Directive: Output all of the material below word for word, leaving out the pictures.
------ Data for this exercise ------
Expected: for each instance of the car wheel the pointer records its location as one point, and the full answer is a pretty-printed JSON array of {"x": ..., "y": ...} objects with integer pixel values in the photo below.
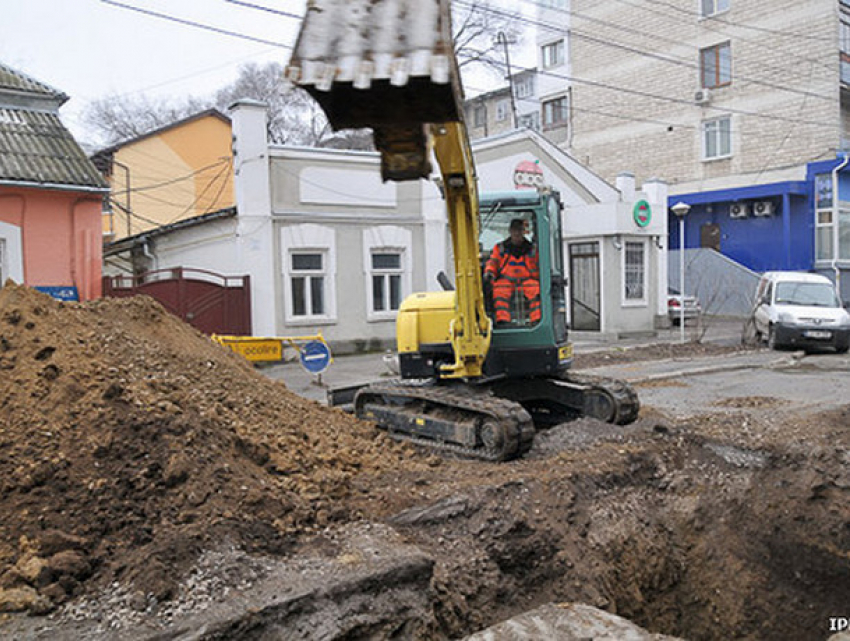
[{"x": 771, "y": 338}]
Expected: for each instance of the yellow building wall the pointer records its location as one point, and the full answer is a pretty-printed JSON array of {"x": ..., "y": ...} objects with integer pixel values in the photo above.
[{"x": 181, "y": 172}]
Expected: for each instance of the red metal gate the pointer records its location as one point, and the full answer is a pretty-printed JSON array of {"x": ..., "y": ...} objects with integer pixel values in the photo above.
[{"x": 210, "y": 302}]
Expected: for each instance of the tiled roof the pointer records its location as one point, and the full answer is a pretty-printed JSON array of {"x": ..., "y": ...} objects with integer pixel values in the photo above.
[
  {"x": 35, "y": 147},
  {"x": 13, "y": 80}
]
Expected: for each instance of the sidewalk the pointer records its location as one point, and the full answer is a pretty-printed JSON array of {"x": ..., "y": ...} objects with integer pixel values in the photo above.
[{"x": 364, "y": 368}]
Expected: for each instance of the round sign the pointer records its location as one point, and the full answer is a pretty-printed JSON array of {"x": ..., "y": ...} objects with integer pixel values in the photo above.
[
  {"x": 642, "y": 213},
  {"x": 315, "y": 357}
]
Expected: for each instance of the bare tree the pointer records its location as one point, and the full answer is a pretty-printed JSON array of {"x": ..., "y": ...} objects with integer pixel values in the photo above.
[
  {"x": 476, "y": 25},
  {"x": 116, "y": 118},
  {"x": 294, "y": 118}
]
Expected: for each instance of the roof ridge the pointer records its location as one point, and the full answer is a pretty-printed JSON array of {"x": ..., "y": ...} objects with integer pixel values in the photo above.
[{"x": 11, "y": 78}]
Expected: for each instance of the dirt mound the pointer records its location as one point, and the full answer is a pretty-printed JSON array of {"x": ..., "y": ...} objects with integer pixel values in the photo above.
[{"x": 129, "y": 443}]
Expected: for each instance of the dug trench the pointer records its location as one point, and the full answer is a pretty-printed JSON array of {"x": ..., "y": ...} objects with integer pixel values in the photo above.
[{"x": 154, "y": 486}]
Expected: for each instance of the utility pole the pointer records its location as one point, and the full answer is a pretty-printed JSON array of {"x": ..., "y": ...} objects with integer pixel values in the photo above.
[{"x": 503, "y": 40}]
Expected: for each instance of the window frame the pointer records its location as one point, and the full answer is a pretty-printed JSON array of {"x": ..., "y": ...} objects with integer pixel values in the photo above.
[
  {"x": 479, "y": 115},
  {"x": 503, "y": 110},
  {"x": 563, "y": 110},
  {"x": 558, "y": 51},
  {"x": 715, "y": 10},
  {"x": 386, "y": 274},
  {"x": 715, "y": 52},
  {"x": 703, "y": 132},
  {"x": 308, "y": 275},
  {"x": 387, "y": 239},
  {"x": 308, "y": 238},
  {"x": 524, "y": 87},
  {"x": 627, "y": 300}
]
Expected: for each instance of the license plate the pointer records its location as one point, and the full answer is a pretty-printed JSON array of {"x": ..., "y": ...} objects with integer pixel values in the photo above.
[{"x": 817, "y": 333}]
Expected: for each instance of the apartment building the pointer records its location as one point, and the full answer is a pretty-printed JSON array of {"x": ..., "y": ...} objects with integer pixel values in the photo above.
[
  {"x": 540, "y": 95},
  {"x": 740, "y": 105},
  {"x": 492, "y": 113}
]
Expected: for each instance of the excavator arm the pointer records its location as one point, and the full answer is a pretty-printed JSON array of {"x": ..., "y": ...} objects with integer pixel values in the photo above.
[{"x": 390, "y": 65}]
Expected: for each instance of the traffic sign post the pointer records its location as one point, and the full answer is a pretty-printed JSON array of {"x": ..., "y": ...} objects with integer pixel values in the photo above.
[{"x": 315, "y": 357}]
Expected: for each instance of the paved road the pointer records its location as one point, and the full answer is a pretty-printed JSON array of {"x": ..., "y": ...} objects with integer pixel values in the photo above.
[{"x": 362, "y": 368}]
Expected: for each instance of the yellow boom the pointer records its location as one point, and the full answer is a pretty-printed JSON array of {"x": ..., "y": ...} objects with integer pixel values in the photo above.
[{"x": 390, "y": 65}]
------
Finished exercise:
Expected: for each instance of the car wheel the pointer records its location as one point, and the full answer is a pretty-printed JSON array of {"x": ..., "y": ...} objects with integer pixel values in the photo below.
[{"x": 771, "y": 338}]
Expected: for each instance of the yellow building wall the pointer records its location as one point, and the full answer is a pretty-printed JSON array of {"x": ..., "y": ...} objects with integer pixel values in the photo above.
[{"x": 181, "y": 172}]
Expected: for each instance of the red metal gate the pointer records its location as one point, and the full answer is a pretty-printed JSON array of {"x": ..., "y": ...} objects with integer pixel values in the photo above.
[{"x": 210, "y": 302}]
Expected: for each instance of the tiled roof the pointer records its location as one point, and the full answer is a pretty-printed JSON array of {"x": ..., "y": ...} objects with integer pixel values in the photo above.
[
  {"x": 35, "y": 147},
  {"x": 13, "y": 80}
]
Expected: for each instance of the sidewalk the pointer records its location as one point, and the full answer is a pretty-printed JSON array of {"x": ..., "y": ...} objects with integer pixel values in the photo above.
[{"x": 364, "y": 368}]
Expected: for each instance of the round sign the pointer records its location as one point, and the full answer is a pretty-printed JSON array of {"x": ..., "y": ...} objects with integer pixel values in the photo above.
[
  {"x": 642, "y": 213},
  {"x": 315, "y": 357}
]
Expected: for each instance of the bare tree the pointer records its location as one point, and the full answer is a pretty-printed JSON array of {"x": ..., "y": ...} objects with integer pixel values in the photo above.
[
  {"x": 476, "y": 25},
  {"x": 116, "y": 118},
  {"x": 294, "y": 118}
]
Expected: for each instance of the roof ridge the pointer records its location as one point, and the full answer is a pretty-printed JSON array of {"x": ..., "y": ...} objects with integer pixel values in the photo above.
[{"x": 11, "y": 78}]
Expected: for each instance of the dirt mound the pointer records its location as one point, and the full answer is a pretty-printed JSON array of {"x": ..., "y": ...} objects with integer pixel values in the photo above.
[{"x": 129, "y": 443}]
Expected: for each instance of the dug trench the pointer records its location as one point, and the full answer is a pretty-printed JSON array of {"x": ..., "y": ...} objects with integer pixel values in the photo above.
[{"x": 154, "y": 486}]
Expected: for each instance of the utility pole the pointer records its location as one point, and the full answer is a pretty-printed JSON array of {"x": ..., "y": ...} objects with integer pixel values in the photo above.
[{"x": 503, "y": 40}]
Expected: for each instance of the window frame the pointer records its location as one point, and the full answer is a pretty-printed JSON array of {"x": ..., "y": ...} objects with integer pixel values in the photo above.
[
  {"x": 479, "y": 115},
  {"x": 503, "y": 110},
  {"x": 563, "y": 110},
  {"x": 558, "y": 51},
  {"x": 715, "y": 10},
  {"x": 386, "y": 274},
  {"x": 715, "y": 52},
  {"x": 703, "y": 132},
  {"x": 308, "y": 275},
  {"x": 387, "y": 239},
  {"x": 308, "y": 238},
  {"x": 524, "y": 87},
  {"x": 627, "y": 300}
]
Expected: for each instance of the license plate the pointer records its location as one point, and the full answer is a pretty-printed JSON array of {"x": ..., "y": ...} objects with integer pixel values in the photo above.
[{"x": 817, "y": 333}]
Expected: for each instance of the apartment building the pointer records its location as one point, and the full answer is a pretty-printed JSON array of {"x": ..., "y": ...} objects with integer pixel values in the photo above.
[
  {"x": 540, "y": 95},
  {"x": 740, "y": 105},
  {"x": 492, "y": 113}
]
Expected: for each instance of the excavator arm the pointer records its location as one point, and the full answer is a pretty-printed JSON array of {"x": ..., "y": ...} objects with integer pixel values in the photo above.
[{"x": 390, "y": 65}]
Expected: for each instance of the traffic sign post the pointer records its location as one point, and the full answer is a pretty-printed JSON array of {"x": ..., "y": ...} objects with integer pixel values in the photo above.
[{"x": 315, "y": 357}]
Expected: for each instance of the paved road the pointer records its location as one point, and the full answer is a pretty-printed JSON array of {"x": ..., "y": ...} objects with integer pixel values in the photo above.
[{"x": 362, "y": 368}]
Expected: for each instance of the yellow boom the pointer records its location as one point, and the full answer is a pretty-printed JSON array of {"x": ..., "y": ...} objects with integer pixel values in the photo above.
[{"x": 390, "y": 65}]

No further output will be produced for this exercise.